**What this task involves:** Could you reproduce, word for word, everything in the Corrimony reserve account below from "The next morning" down to "time at Corrimony."?

━━━ Extract

Trainee Ecologist, David Freeman, tells us about a recent trip to Corrimony nature reserve...
In the heat of the morning
One of my most recent and so far most rewarding reserve visits has been to RSPB Corrimony. In particular I was working in the stunning, but at times tricky to navigate gorge the river Enrick runs through. The gorge is located in the east of the reserve and is surrounded by a large area of beautiful Caledonian pine forest. At one point, the gorge channels the fast flowing river over the frothing Corrimony falls. This creates a magical scene that I felt very privileged to be working in. I spent the first afternoon at the site scoping out the gorge, looking for areas that were easily accessible and safe to work in. The weather was fantastically hot, so the water level was relatively low and this meant I could accesses large areas of the gorge with relatively ease. This left me confident I could spend the next day navigating the gorge looking at the abundant bryophyte flora without risking life and limb.
The next morning was again an absolute scorcher. Clear blue skies again as far as the eye could see and shimmering heat haze on the ground. As I walked past the ancient Corrimony Cairn, an impressive sight confronted me. Now I’m no Ornithologist and my knowledge of birds is basic at best, however the unbelievable size of the bird hanging in the clear blue sky before me left me with little doubt that I was face to face with a Golden Eagle. The gigantic creature circled a while before gracefully sliding off to go about its business. This certainly has to be one of the most memorable moments of my time at Corrimony.
Walking through the Caledonian pine forest situated around the gorge I found the ground flora was dominated by Vaccinium myrtillus and wonderfully textured carpets of Rhytidiadelphus triquetrus and Hylocomium splendens. These three species together create a unique picture of greens and yellows under the purple shaded light of the pines. In the gorge itself there is a dazzlingly array of mosses and liverworts. I certainly have enough specimens to keep me very busy for the next few weeks. Some of the highlights I have identified so far include the tiny Bryum pallens and Bartamia pomiformis. I found Bryum pallens tucked away on a sandy stream edge glittering like handful of rubies in the hot sun. The striking Bartamia pomiformis was immediately apparent to me as it has a range of distinctive reproductive structures called sporophytes. These sporophytes resemble miniature green apples hanging from long stalks (seta) above the main body of the plant.
I still have plenty of specimens to identify from Corrimony including a range of weird and wonderful thallose liverworts and some rather atypical sphagnums. The sheer number of species I’m learning about and identifying for the first time demonstrate the time I spent at Corrimony was a great success. This is a reserve I am keen to visit again in the future.

━━━━━━
━━━ Provided data

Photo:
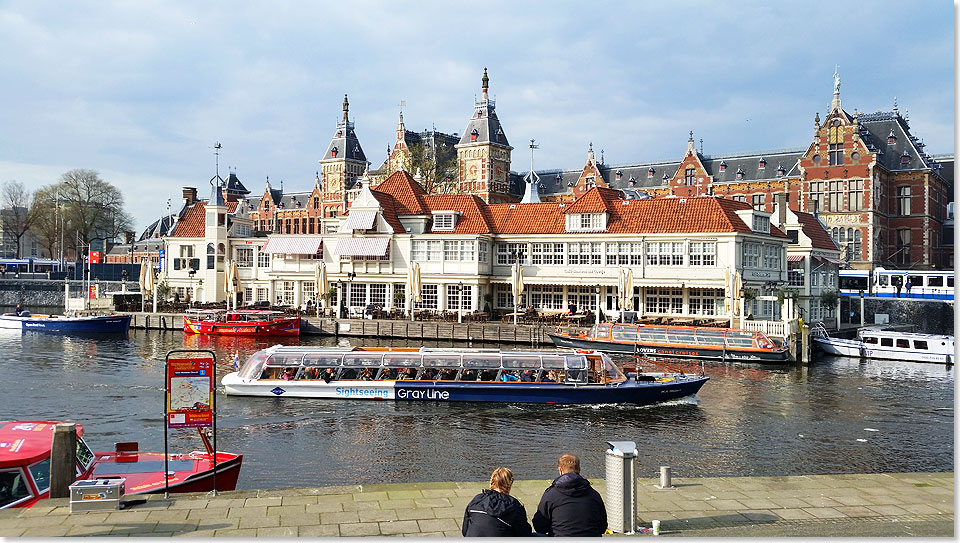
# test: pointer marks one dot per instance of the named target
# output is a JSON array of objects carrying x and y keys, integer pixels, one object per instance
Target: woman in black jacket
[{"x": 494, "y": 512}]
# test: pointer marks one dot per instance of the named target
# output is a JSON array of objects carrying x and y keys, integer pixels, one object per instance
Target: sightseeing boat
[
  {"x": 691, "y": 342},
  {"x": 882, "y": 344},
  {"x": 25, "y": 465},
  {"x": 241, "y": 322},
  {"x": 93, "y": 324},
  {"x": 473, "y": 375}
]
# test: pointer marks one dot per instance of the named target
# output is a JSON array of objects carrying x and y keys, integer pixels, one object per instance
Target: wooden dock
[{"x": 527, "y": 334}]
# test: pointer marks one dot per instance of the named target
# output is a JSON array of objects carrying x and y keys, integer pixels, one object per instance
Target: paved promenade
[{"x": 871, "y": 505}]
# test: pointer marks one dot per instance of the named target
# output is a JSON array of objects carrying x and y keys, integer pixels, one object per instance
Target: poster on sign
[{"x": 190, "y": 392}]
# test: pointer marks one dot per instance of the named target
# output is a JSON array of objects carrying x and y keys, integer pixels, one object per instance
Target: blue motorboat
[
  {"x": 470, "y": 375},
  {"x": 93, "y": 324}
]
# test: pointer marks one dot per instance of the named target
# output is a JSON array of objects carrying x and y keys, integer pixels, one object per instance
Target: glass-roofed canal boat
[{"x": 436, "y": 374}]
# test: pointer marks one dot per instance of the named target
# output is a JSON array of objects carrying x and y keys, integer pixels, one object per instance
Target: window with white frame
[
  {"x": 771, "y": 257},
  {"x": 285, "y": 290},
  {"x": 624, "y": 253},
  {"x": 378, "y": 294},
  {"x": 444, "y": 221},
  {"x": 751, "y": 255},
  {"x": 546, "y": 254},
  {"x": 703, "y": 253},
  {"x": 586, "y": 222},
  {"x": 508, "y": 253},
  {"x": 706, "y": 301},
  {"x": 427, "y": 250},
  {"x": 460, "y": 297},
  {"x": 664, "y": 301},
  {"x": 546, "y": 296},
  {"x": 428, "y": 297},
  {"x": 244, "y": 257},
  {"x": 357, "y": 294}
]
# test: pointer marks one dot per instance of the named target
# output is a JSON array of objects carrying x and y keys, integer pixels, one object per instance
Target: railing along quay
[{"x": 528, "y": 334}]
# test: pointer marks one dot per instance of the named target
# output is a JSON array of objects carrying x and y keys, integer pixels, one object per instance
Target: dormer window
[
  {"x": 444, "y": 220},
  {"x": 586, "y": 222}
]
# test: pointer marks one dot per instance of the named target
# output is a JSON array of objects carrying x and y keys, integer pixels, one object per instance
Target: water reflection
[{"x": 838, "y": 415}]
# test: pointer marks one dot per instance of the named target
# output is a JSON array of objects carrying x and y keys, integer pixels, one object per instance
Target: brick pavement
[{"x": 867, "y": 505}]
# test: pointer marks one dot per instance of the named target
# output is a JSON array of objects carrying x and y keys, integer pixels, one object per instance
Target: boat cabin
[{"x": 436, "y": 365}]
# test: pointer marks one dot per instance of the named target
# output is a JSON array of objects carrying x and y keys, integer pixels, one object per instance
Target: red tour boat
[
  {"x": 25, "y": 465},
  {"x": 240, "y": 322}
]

━━━━━━

**Solved problem:**
The next morning was again an absolute scorcher. Clear blue skies again as far as the eye could see and shimmering heat haze on the ground. As I walked past the ancient Corrimony Cairn, an impressive sight confronted me. Now I’m no Ornithologist and my knowledge of birds is basic at best, however the unbelievable size of the bird hanging in the clear blue sky before me left me with little doubt that I was face to face with a Golden Eagle. The gigantic creature circled a while before gracefully sliding off to go about its business. This certainly has to be one of the most memorable moments of my time at Corrimony.